THE PROBLEM:
Pull out every line below that contains the word "positive", matching its capitalization.
####
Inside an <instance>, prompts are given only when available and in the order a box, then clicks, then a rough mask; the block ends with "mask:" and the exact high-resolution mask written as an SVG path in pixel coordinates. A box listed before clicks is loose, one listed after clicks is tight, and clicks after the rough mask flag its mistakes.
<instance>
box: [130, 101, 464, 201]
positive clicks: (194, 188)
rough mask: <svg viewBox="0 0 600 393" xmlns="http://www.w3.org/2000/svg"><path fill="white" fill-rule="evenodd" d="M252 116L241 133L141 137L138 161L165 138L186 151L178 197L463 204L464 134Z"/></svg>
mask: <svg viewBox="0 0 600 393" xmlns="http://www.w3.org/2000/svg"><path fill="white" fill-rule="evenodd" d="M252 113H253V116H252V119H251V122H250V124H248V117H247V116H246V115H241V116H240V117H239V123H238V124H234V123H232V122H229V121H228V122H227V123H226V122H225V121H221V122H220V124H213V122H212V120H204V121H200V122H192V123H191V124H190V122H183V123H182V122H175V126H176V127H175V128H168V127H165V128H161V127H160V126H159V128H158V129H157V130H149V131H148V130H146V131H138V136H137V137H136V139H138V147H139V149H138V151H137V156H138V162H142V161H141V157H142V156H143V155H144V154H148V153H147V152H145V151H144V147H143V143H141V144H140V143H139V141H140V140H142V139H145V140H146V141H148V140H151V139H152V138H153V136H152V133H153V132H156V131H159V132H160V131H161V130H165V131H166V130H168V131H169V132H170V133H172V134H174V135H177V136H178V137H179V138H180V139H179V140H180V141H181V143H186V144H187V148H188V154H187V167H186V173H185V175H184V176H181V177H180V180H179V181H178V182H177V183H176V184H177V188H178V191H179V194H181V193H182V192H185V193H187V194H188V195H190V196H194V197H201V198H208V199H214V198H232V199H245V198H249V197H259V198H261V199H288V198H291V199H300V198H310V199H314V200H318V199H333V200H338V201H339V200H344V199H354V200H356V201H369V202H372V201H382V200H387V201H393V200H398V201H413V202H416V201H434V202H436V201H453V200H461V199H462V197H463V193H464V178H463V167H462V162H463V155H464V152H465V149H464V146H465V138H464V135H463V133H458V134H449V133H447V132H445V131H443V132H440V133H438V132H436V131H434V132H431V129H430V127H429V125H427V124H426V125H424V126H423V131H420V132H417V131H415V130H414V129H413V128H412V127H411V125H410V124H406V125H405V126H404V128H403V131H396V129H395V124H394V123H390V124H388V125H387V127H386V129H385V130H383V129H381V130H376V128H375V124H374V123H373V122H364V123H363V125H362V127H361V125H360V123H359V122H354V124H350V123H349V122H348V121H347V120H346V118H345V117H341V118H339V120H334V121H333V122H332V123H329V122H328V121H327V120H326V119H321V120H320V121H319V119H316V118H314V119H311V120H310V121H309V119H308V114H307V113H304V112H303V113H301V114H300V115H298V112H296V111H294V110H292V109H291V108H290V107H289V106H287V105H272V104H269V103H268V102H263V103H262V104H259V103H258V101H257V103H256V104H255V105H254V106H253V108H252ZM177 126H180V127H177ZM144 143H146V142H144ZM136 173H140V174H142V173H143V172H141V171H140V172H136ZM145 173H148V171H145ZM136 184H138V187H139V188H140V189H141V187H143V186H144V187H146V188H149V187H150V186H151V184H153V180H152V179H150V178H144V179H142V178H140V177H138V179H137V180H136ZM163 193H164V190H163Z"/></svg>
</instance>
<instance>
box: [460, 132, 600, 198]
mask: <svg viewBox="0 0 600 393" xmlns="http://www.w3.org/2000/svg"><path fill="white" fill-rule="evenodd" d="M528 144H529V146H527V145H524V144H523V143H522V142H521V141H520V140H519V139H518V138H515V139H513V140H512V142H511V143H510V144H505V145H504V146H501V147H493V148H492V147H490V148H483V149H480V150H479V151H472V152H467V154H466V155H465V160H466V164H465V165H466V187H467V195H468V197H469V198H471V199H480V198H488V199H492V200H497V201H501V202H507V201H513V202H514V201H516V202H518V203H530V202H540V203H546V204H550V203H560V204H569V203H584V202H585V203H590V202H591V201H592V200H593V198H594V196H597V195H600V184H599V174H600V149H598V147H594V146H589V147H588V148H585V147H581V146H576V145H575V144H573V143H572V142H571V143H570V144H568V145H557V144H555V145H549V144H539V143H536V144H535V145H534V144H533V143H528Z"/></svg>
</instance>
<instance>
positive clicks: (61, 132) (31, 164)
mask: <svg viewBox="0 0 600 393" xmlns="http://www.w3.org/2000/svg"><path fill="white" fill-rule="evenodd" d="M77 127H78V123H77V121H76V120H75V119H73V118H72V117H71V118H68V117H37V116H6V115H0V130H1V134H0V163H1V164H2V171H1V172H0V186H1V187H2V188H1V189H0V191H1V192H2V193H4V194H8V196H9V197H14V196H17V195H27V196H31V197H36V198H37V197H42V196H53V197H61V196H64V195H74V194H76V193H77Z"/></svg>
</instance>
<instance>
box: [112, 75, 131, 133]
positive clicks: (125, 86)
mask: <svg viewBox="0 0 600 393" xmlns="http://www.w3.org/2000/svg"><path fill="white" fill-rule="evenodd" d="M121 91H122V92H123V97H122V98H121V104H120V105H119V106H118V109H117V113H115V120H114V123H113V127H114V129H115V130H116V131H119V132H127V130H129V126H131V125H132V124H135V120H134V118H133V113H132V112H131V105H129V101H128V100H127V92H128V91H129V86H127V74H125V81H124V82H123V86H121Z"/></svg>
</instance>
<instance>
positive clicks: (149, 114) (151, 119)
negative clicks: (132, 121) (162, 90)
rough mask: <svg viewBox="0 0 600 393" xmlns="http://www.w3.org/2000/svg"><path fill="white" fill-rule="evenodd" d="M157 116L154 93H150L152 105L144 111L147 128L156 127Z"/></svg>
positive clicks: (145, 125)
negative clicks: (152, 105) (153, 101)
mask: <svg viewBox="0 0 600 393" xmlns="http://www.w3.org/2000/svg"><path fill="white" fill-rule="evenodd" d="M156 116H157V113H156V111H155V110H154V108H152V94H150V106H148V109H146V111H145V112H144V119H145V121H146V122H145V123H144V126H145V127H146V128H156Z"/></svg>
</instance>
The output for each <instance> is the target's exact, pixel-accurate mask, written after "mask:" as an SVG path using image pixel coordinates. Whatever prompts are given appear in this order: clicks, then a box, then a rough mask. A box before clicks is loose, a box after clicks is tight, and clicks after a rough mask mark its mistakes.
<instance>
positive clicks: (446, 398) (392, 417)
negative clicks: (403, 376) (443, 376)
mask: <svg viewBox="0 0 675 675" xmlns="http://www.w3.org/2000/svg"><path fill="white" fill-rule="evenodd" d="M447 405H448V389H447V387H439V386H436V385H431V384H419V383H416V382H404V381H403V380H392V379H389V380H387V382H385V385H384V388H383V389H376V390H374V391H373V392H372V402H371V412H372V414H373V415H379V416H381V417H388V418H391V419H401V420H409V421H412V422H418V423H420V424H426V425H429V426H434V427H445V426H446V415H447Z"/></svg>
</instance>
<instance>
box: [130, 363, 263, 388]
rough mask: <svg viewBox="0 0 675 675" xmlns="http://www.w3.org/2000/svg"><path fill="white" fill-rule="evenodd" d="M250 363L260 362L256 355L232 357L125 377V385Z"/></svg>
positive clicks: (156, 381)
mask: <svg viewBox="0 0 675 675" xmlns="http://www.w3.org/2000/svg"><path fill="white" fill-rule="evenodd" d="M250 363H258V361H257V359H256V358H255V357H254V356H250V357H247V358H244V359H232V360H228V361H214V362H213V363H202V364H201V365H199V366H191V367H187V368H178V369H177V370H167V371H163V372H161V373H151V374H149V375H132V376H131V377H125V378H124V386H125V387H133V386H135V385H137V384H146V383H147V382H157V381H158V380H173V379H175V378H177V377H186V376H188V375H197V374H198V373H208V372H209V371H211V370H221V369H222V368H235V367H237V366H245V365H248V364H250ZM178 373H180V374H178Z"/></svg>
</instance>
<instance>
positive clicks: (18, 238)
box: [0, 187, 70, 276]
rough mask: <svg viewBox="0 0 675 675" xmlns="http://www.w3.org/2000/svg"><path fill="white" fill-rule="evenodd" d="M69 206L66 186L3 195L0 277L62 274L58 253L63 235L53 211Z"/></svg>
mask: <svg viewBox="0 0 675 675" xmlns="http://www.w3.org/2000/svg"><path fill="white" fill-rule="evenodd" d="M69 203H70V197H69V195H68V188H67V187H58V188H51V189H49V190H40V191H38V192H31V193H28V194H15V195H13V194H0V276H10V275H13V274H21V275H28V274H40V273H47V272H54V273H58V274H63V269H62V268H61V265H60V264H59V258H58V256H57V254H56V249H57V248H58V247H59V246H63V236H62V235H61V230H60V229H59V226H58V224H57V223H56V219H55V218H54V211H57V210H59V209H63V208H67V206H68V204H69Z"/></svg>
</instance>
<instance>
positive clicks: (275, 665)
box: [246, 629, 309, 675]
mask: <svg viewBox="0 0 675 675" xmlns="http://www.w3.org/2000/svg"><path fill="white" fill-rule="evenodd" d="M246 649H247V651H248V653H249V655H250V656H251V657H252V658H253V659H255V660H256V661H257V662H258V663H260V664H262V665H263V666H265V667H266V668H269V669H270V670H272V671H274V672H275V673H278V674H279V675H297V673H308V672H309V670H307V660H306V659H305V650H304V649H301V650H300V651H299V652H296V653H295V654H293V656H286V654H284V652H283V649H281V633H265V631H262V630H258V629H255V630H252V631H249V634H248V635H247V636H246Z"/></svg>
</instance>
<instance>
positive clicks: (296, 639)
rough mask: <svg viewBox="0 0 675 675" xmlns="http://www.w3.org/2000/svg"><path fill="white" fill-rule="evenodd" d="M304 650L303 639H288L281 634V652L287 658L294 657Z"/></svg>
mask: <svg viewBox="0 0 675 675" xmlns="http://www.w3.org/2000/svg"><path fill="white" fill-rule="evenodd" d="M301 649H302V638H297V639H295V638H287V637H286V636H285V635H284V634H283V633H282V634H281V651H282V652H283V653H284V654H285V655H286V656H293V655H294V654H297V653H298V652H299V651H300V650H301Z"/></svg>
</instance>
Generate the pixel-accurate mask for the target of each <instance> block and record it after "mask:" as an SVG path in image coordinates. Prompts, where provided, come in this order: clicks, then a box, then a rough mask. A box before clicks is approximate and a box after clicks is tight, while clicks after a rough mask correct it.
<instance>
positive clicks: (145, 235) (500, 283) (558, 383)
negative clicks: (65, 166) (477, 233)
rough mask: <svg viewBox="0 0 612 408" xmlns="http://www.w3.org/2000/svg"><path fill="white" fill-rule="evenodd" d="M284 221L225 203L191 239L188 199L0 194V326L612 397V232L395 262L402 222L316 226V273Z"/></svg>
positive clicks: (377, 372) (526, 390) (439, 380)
####
WRITTEN SOLUTION:
positive clicks: (194, 188)
positive clicks: (61, 132) (31, 164)
positive clicks: (125, 86)
positive clicks: (149, 114) (151, 119)
positive clicks: (145, 125)
positive clicks: (446, 398) (392, 417)
positive clicks: (156, 381)
positive clicks: (18, 238)
positive clicks: (275, 665)
positive clicks: (296, 639)
positive clicks: (145, 235) (500, 283) (558, 383)
positive clicks: (377, 372) (526, 390) (439, 380)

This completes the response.